BEGIN PASSAGE PROVIDED

Revenue growth healthy. We expect 16.7% yoy revenue growth, led by steady rise in its domestic hospitals and continued ramp-up in the pharmacy business. EBITDA margin could decline marginally by 30bps yoy, to 16.8%, due to commercialization of new beds which will have low margins initially. We expect adjusted PAT to grow just 7.2% yoy, slower than revenues, due to lower EBITDA margin and higher interest & depreciation charge.
Hospitals, pharmacy growth drivers. We expect ~15% growth to continue in the hospitals business, led by rising occupancy levels and a steady increase in average revenue per operating bed. Its pharmacy business is expected to increase 20% yoy on account of continuous increase in the number of pharmacies and rise in revenue per store (with more pharmacies maturing). EBITDA margin of the pharmacy business is rising consistently, which could result in better overall margins going forward.

END PASSAGE PROVIDED
BEGIN GIVEN INFORMATION

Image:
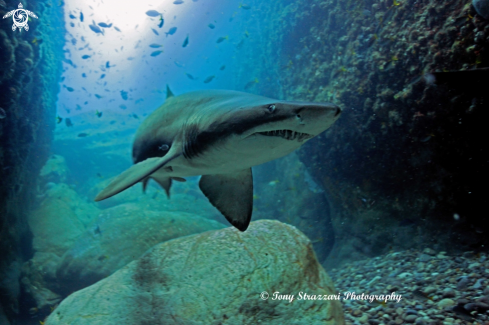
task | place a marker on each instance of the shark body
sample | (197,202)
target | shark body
(220,134)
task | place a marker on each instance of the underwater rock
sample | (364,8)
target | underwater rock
(210,278)
(119,236)
(3,317)
(60,220)
(55,170)
(482,7)
(300,201)
(37,275)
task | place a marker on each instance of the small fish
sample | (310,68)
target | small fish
(105,25)
(156,53)
(171,31)
(209,79)
(103,257)
(33,310)
(153,13)
(124,94)
(273,183)
(96,29)
(185,43)
(221,39)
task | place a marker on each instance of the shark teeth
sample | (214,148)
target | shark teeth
(287,134)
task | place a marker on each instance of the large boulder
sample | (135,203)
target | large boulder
(212,278)
(120,235)
(60,219)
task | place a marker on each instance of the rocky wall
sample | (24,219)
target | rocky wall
(404,167)
(30,67)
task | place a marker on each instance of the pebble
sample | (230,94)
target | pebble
(425,257)
(410,318)
(448,293)
(446,281)
(429,251)
(447,302)
(356,313)
(462,283)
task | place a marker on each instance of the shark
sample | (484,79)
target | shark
(219,135)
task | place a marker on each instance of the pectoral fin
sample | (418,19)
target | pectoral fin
(133,175)
(232,195)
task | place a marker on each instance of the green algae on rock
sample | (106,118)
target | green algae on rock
(212,278)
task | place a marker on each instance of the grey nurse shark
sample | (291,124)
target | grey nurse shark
(219,134)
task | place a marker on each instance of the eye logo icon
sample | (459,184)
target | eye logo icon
(20,17)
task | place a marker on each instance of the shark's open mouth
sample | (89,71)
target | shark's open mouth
(287,134)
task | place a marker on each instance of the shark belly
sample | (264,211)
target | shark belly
(231,156)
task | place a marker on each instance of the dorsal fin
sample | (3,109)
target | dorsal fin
(169,93)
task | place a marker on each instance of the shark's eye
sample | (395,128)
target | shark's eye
(164,147)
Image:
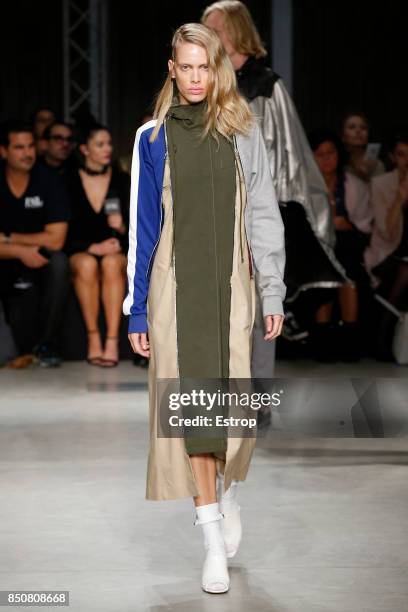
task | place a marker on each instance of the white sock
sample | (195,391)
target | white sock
(209,517)
(227,499)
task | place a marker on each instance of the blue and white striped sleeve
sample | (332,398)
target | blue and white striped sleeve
(144,230)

END GIVEN INFORMATION

**WHAT YOU NEED TO DO**
Reproduce the entire hospital and pharmacy revenue outlook above word for word.

**SOLVED EXERCISE**
Revenue growth healthy. We expect 16.7% yoy revenue growth, led by steady rise in its domestic hospitals and continued ramp-up in the pharmacy business. EBITDA margin could decline marginally by 30bps yoy, to 16.8%, due to commercialization of new beds which will have low margins initially. We expect adjusted PAT to grow just 7.2% yoy, slower than revenues, due to lower EBITDA margin and higher interest & depreciation charge.
Hospitals, pharmacy growth drivers. We expect ~15% growth to continue in the hospitals business, led by rising occupancy levels and a steady increase in average revenue per operating bed. Its pharmacy business is expected to increase 20% yoy on account of continuous increase in the number of pharmacies and rise in revenue per store (with more pharmacies maturing). EBITDA margin of the pharmacy business is rising consistently, which could result in better overall margins going forward.